Copy out the forum thread on running two kernels at the same time, word for word from the title to the last line.

- Text to read:

-- -- --

Is it possible to execute two kernels concurrently?

Hi Experts,

      I am calling two kernels from two different host threads. Assume that both kernels are not going to use the all the cores in GPU.If the two kernels called at same time then what will happen? will they execute concurrently? or one kernel wait for other one two complete?

Only GF100 devices can run more than one kernel at once, and only when those kernels are in the same CUDA context.

If you’re using the default runtime calling method, then two threads will create two different CUDA contexts, and they cannot run simultaneously.

Rajannaaaa…,

i.e. the compute capability of your device needs to be 2.0

1.3 - TESLA 10 series
2.0 - TESLA 20 series (aka FERMI)

You can run the “deviceQuery” executable that comes along with CUDA Toolkit to query your device capability.

OR You can use “cudaGetDeviceProperties” CUDA Run-Time API to get that info. HTH

No, if you call them from different threads (different contexts) they will always run one after the other and not at the same time

With fermi, if you call them from the same context using different streams they can run at the same time (up to 14 kernels if memory serves)

With older devices they will always run one after the other

K. Thank you guys… :)

4 with CUDA 3.0 and 16 with CUDA 3.1 beta.

With CUDA 3.1 (under Mac OS X 10.6.4) you could run kernels in parallel even with non-GF100.
I use a GeForce 9600M GT on my laptop, and it could run up to 4 kernels simultaneously, you could check it using concurrentKernels on the SDK examples.

[i][concurrentKernels] - Starting…

CUDA Device GeForce 9600M GT has 4 Multi-Processors
CUDA Device GeForce 9600M GT is capable of concurrent kernel execution

All 8 kernels together took 0.753s
(~0.094s per kernel * 8 kernels = ~0.751s if no concurrent execution)

Cleaning up…[/i]

*** ADDED ***
On the GeForce 9400M on the same computer, kernel execution time is far worse, as if concurrent execution wasn’t really supported by the hardware, even if concurrentKernels states it does:

[i][concurrentKernels] - Starting…

CUDA Device GeForce 9400M has 2 Multi-Processors
CUDA Device GeForce 9400M is capable of concurrent kernel execution

All 8 kernels together took 1.635s
(~0.104s per kernel * 8 kernels = ~0.828s if no concurrent execution)

-- -- --

(Bounding-box records)
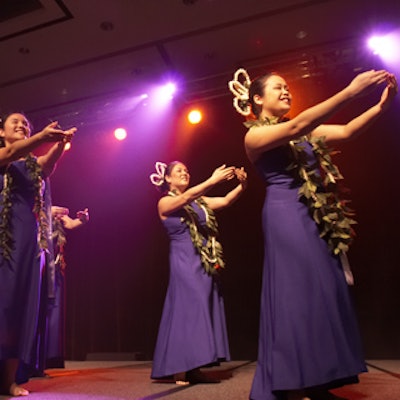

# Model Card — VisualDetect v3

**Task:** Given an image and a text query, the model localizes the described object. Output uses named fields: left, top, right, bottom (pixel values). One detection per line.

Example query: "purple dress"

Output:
left=250, top=142, right=366, bottom=400
left=151, top=203, right=230, bottom=379
left=0, top=160, right=45, bottom=383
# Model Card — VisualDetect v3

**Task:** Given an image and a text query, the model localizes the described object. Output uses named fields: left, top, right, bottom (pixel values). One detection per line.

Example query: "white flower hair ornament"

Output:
left=228, top=68, right=251, bottom=117
left=150, top=161, right=167, bottom=187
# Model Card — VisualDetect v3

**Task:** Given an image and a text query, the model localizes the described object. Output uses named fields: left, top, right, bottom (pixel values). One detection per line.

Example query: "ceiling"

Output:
left=0, top=0, right=400, bottom=125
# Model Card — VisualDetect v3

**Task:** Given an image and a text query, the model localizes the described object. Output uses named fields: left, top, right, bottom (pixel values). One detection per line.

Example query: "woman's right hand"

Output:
left=347, top=69, right=390, bottom=98
left=211, top=164, right=235, bottom=183
left=39, top=121, right=77, bottom=142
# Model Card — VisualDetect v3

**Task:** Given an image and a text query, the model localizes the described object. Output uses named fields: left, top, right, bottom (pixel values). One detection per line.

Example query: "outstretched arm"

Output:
left=158, top=165, right=235, bottom=219
left=312, top=75, right=398, bottom=143
left=37, top=128, right=76, bottom=177
left=0, top=122, right=74, bottom=166
left=204, top=167, right=247, bottom=210
left=245, top=70, right=390, bottom=161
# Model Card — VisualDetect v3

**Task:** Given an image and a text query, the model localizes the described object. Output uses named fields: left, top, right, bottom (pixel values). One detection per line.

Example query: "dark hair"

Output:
left=0, top=111, right=33, bottom=147
left=249, top=72, right=278, bottom=118
left=160, top=161, right=185, bottom=193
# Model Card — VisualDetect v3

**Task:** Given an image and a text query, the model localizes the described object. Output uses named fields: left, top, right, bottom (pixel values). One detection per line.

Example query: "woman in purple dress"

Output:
left=229, top=69, right=397, bottom=400
left=0, top=113, right=76, bottom=396
left=150, top=161, right=247, bottom=383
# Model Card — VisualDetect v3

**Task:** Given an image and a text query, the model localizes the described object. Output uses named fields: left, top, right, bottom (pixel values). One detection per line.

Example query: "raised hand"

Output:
left=347, top=70, right=390, bottom=97
left=235, top=167, right=247, bottom=188
left=211, top=164, right=235, bottom=183
left=76, top=208, right=89, bottom=224
left=39, top=121, right=77, bottom=142
left=379, top=74, right=398, bottom=109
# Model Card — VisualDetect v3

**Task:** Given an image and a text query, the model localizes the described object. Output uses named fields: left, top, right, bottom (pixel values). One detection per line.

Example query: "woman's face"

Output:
left=165, top=163, right=190, bottom=192
left=254, top=75, right=292, bottom=117
left=0, top=113, right=31, bottom=144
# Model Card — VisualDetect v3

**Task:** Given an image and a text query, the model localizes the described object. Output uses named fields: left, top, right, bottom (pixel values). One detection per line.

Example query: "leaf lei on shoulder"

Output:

-- -- --

- Task output:
Is it possible to execute two kernels concurrently?

Hi Experts,

      I am calling two kernels from two different host threads. Assume that both kernels are not going to use the all the cores in GPU.If the two kernels called at same time then what will happen? will they execute concurrently? or one kernel wait for other one two complete?

Only GF100 devices can run more than one kernel at once, and only when those kernels are in the same CUDA context.

If you’re using the default runtime calling method, then two threads will create two different CUDA contexts, and they cannot run simultaneously.

Rajannaaaa…,

i.e. the compute capability of your device needs to be 2.0

1.3 - TESLA 10 series
2.0 - TESLA 20 series (aka FERMI)

You can run the “deviceQuery” executable that comes along with CUDA Toolkit to query your device capability.

OR You can use “cudaGetDeviceProperties” CUDA Run-Time API to get that info. HTH

No, if you call them from different threads (different contexts) they will always run one after the other and not at the same time

With fermi, if you call them from the same context using different streams they can run at the same time (up to 14 kernels if memory serves)

With older devices they will always run one after the other

K. Thank you guys… :)

4 with CUDA 3.0 and 16 with CUDA 3.1 beta.

With CUDA 3.1 (under Mac OS X 10.6.4) you could run kernels in parallel even with non-GF100.
I use a GeForce 9600M GT on my laptop, and it could run up to 4 kernels simultaneously, you could check it using concurrentKernels on the SDK examples.

[i][concurrentKernels] - Starting…

CUDA Device GeForce 9600M GT has 4 Multi-Processors
CUDA Device GeForce 9600M GT is capable of concurrent kernel execution

All 8 kernels together took 0.753s
(~0.094s per kernel * 8 kernels = ~0.751s if no concurrent execution)

Cleaning up…[/i]

*** ADDED ***
On the GeForce 9400M on the same computer, kernel execution time is far worse, as if concurrent execution wasn’t really supported by the hardware, even if concurrentKernels states it does:

[i][concurrentKernels] - Starting…

CUDA Device GeForce 9400M has 2 Multi-Processors
CUDA Device GeForce 9400M is capable of concurrent kernel execution

All 8 kernels together took 1.635s
(~0.104s per kernel * 8 kernels = ~0.828s if no concurrent execution)